── Data section

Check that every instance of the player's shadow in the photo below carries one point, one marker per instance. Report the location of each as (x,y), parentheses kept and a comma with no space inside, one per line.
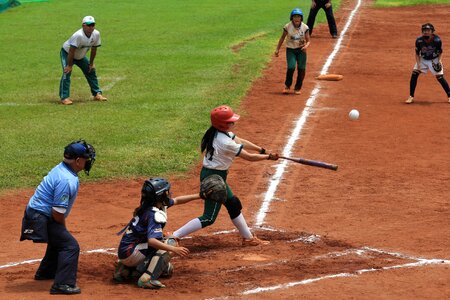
(29,286)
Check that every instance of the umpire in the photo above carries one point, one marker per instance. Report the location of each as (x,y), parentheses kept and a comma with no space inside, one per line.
(316,5)
(45,214)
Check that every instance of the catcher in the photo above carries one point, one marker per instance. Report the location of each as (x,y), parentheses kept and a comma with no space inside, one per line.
(428,57)
(144,252)
(220,147)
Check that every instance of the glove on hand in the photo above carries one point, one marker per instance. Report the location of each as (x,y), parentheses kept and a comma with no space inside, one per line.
(213,188)
(437,66)
(273,156)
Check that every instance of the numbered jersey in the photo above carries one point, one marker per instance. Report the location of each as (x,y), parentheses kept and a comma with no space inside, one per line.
(295,37)
(148,225)
(429,50)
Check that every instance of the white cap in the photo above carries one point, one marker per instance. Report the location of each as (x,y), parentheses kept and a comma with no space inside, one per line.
(88,20)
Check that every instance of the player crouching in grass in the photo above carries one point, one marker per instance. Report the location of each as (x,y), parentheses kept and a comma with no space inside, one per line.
(144,251)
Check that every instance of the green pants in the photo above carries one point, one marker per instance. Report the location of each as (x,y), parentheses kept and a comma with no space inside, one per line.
(211,208)
(83,64)
(295,57)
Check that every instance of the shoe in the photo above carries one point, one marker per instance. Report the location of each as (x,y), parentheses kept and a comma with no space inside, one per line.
(100,97)
(66,101)
(121,273)
(64,289)
(255,241)
(409,100)
(41,276)
(151,284)
(168,272)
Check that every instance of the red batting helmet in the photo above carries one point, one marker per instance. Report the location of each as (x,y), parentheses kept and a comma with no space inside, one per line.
(221,116)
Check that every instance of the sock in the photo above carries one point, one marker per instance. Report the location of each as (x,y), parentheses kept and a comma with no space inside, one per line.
(144,277)
(241,225)
(444,85)
(413,83)
(190,227)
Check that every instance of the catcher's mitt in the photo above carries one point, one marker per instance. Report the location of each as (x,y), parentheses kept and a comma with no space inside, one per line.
(213,188)
(437,66)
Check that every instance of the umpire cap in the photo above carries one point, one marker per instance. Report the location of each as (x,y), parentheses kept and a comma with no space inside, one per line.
(79,149)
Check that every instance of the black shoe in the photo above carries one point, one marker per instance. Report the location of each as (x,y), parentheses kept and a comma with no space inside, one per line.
(64,289)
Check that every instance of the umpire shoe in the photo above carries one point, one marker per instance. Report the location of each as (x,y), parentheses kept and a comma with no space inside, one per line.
(64,289)
(255,241)
(100,97)
(151,284)
(66,101)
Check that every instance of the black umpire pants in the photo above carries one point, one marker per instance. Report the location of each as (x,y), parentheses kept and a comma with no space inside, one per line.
(61,257)
(320,4)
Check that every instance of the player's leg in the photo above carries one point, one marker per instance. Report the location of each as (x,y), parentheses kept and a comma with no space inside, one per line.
(91,76)
(444,85)
(331,21)
(155,265)
(412,85)
(312,18)
(64,84)
(301,70)
(68,253)
(291,62)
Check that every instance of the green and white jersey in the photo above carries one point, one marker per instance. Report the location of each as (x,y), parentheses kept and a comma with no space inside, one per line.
(83,43)
(295,37)
(225,150)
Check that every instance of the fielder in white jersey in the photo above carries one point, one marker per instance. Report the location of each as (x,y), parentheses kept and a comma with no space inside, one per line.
(74,51)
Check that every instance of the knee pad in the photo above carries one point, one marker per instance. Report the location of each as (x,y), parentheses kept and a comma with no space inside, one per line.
(156,264)
(234,207)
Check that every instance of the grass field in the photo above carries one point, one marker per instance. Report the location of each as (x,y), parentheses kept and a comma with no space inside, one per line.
(163,65)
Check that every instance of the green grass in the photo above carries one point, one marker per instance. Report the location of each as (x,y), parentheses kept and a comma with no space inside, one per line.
(163,64)
(390,3)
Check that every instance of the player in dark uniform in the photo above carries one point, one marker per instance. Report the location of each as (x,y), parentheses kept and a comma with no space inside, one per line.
(143,249)
(428,57)
(316,5)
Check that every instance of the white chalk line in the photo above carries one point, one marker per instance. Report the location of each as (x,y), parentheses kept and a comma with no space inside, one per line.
(295,135)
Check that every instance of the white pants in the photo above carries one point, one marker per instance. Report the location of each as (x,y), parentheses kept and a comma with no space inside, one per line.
(136,257)
(426,65)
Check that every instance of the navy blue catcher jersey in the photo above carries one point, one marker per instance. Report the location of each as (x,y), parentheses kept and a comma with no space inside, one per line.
(140,229)
(428,50)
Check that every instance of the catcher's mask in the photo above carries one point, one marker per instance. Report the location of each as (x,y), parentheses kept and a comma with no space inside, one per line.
(82,149)
(428,26)
(155,190)
(296,11)
(221,117)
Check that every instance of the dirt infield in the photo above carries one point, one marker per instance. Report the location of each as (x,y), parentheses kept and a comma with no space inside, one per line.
(376,228)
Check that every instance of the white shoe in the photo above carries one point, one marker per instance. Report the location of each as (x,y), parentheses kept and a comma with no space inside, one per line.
(409,100)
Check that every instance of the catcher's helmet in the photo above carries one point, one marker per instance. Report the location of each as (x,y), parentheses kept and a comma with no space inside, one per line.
(428,26)
(221,116)
(296,11)
(82,149)
(155,190)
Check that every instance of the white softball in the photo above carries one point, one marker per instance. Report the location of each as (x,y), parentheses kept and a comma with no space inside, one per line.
(353,115)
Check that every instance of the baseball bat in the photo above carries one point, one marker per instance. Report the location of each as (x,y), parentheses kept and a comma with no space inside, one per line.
(310,162)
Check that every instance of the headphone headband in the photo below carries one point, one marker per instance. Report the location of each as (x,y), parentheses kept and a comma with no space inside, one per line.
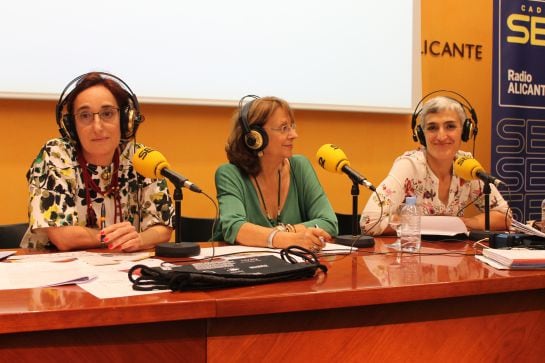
(469,127)
(130,117)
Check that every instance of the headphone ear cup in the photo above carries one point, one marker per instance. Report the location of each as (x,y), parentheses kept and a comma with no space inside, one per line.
(467,130)
(256,139)
(420,135)
(130,120)
(68,128)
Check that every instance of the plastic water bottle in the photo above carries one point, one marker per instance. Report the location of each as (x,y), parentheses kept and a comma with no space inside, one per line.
(409,229)
(543,216)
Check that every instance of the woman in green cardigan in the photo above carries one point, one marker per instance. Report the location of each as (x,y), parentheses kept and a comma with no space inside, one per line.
(269,197)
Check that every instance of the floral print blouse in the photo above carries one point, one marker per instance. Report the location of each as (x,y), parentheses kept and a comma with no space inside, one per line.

────

# [Task to carry out]
Repeat the data in full and exactly. Omit pictures.

# [Answer]
Check that every instance of the player's shadow in the photo below carries one point, one marker per instance. Report the location of each as (x,y), parentheses kept and a comma with no space inside, one per line.
(29,286)
Check that every instance of the umpire in the photo above carries one point, one marker per instance. Report the location of each as (x,y), parentheses kept and a comma with no space inside, one per line.
(316,5)
(45,214)
Check that every instance of the catcher in the photo above carries one point, one marker per instance. Report the location of each as (x,y), parentheses kept and a comma with no space inside, one per line.
(428,57)
(144,252)
(220,147)
Check that every instance of the glove on hand in the photo above carries one point, one marker per instance. Report the location of each as (x,y), parentheses kept and a comma with no space inside, one per line.
(213,188)
(437,66)
(273,156)
Check that every instance of the numbered jersey in the photo above carries one point, one marker per instance. Report the location of each as (x,y), parentheses kept and a comma with no space inside, one per line.
(295,37)
(148,225)
(429,50)
Check that every instance of the white cap in the photo above carries one point, one marker per instance. Report the location of each as (x,y), parentheses kept and a comma with no space inside, one per line.
(88,20)
Check that every instance of the player crouching in grass in the photo above carries one point, one marker per instance. Report the location of each as (x,y), parentheses kept and a comma with no space inside, one per line.
(144,251)
Check that every instance of the green pants in the photo above carries one point, one marker per instance. Report the location of each as (x,y), parentheses kept and a comma with no space inside, one per line.
(211,208)
(83,64)
(295,57)
Check that every instance of the shoe in the photo above carries one point, one marker per instance. Report the location of each as (x,y), parentheses kept and a comma with no space inside, one per line.
(100,97)
(66,101)
(121,273)
(64,289)
(255,241)
(409,100)
(41,276)
(151,284)
(168,272)
Check that every instance of the red batting helmet in the photo above carries one point, one marker per instance. Report the location of each as (x,y), parentheses kept and a comma with no space inside, one per line.
(221,116)
Check that every instance of the sock in the photo above carries one point, one marker per instance. Report the location of each as (x,y), parentheses kept and a comma with no space inside, one per line.
(144,277)
(241,225)
(444,85)
(413,83)
(190,227)
Check that every instance of the catcher's mitt in the photo above carries one point, one marker per instance. Report the location of each as (x,y), parentheses kept and a comma with no space inside, one per line.
(213,188)
(437,66)
Check that every instance of the umpire cap in the photo above carries one point, one marker per instance. Report the location of each as (x,y), parentheses kept and a comma with no space inside, one per line.
(79,149)
Check that every instance of the black shoe in the photo above carries one point, one marker per instance. Report the location of each as (x,y), parentheses kept and a comma with no space inside, one per line.
(64,289)
Check that every instance of the umpire shoe in the photo above carries one point, one marker per instance. Report the location of each as (x,y), parentheses kept and a comma with no space inside, one per line.
(64,289)
(255,241)
(100,97)
(151,284)
(66,101)
Check that every instance of the black umpire pants in the photo above carries one point, one marker per instance. Report the location of each as (x,y), parentheses kept and a comma with no space inside, one per line.
(61,257)
(320,4)
Check that every instance of the player's leg in the photo above carries one point, one marker per instance. Report the location of each as (x,y), parentheses kept and a comma with no space inside, one per line.
(91,76)
(444,85)
(331,21)
(155,265)
(412,85)
(312,18)
(64,84)
(301,70)
(68,253)
(291,62)
Check that every instance of the green and white jersey in the photo above carries one point, one marker per instance. Report the location of each as (x,y), parentheses kept and a comma with no space inside, one per line.
(83,43)
(295,37)
(225,150)
Check that every instance of the fielder in white jersey in the photo above carries one point, one marker per instance. Report the location of each as (x,y), parentheses kept and a comma with no space inside, one per line.
(74,51)
Check that every instance of the knee pad in the photo above carries one point, one marker per instance. Report the location of each as (x,y), parentheses kept and a comma with no space inside, one per line.
(156,264)
(234,207)
Check that every instance of the grass field in the photo above carries one point, one marker per instance. Report the location of each as (x,y), parentheses kept and a comma with no space inside, one per line.
(163,65)
Check that every instance of the green grass in the photo above carries one point, one marker per instance. Report the location of each as (x,y), parentheses kept and a comma with no space inside, one per line.
(163,64)
(390,3)
Check that every instance of the player in dark uniform in the photo above carries one point, one marker per instance. Report the location of each as (x,y), parentheses kept and a comma with no space inside, one per line.
(143,249)
(428,57)
(316,5)
Check that every instance of the white chalk line in the photo above carries one point, one marker per instance. Report the location of each as (x,y), parentheses kept and a comma with no space inside, one per line.
(295,135)
Check that every instance of the white pants in the photo above carries one point, one marker per instance. Report the location of each as (x,y), parentheses kept and a comma with no space inside, one per line.
(136,257)
(426,65)
Check that every instance of the navy blue catcher jersey in the photo above carries one point, one marker per instance. Report the location of each as (x,y), parentheses kept and a comma with no space inside, one per line.
(140,229)
(428,50)
Check that every instance of the catcher's mask in the photo above carries one point, one marker per instance. Report the location of each as (x,y), parentheses kept and a comma with no space inside, one per line.
(82,149)
(428,26)
(155,190)
(296,11)
(221,117)
Check that every instance of the dirt infield in the photo above carries one point, one marker per instance. Report the location of each as (x,y), parentheses kept and a comma with no space inside, one per line.
(376,228)
Check that every instance of the white shoe in the photo above carries one point, one marker per instance. Report the location of each as (x,y), parentheses kept and a comma with no space inside, one per line.
(409,100)
Check that every instance of the catcher's helmet in the photo above carries one point, one marker per instance. Report the location of each as (x,y), parentheses kept and a comma with no space inside, one per line.
(428,26)
(221,116)
(296,11)
(82,149)
(155,190)
Check that every instance of the white softball in the photo above carries one point, one marker per instance. Report the location of each as (x,y), parentheses kept and a comma with no space inside, one per line.
(353,115)
Check that every instance of the baseball bat in the photo above carries one point, one marker per instance. Report the location of each as (x,y), parentheses kept and a comma with no space inside, one per line.
(310,162)
Check that every instance of the headphone headband in the photo below carries one point, one marker per instance. Report the location of each as (x,y), parentheses kept and a comma with no space inside, one per line.
(469,127)
(130,117)
Check that every instance of the headphone ear cup in the photo above carries one point, one marker per instance. Report the location of each as (x,y), parentheses kept and a comma with no space inside, one per line.
(467,130)
(256,139)
(420,135)
(130,120)
(68,128)
Check that every instance of the plastic water bottle in the photo above carries one point, one marker per instance. Report the location of each as (x,y), parentheses kept and a comma with no space inside, one per line.
(409,229)
(543,216)
Check that every instance of the woman in green cardigan in the photo above carries one point, one marker per instance. Report the location of each as (x,y), parentheses kept and a comma with no space inside, one per line.
(269,197)
Check that every instance of the floral print blouse in the photo above carries one point, one marker per instance. Report the location of each as (x,y), parentheses kept and a comma with no space inside, one per line.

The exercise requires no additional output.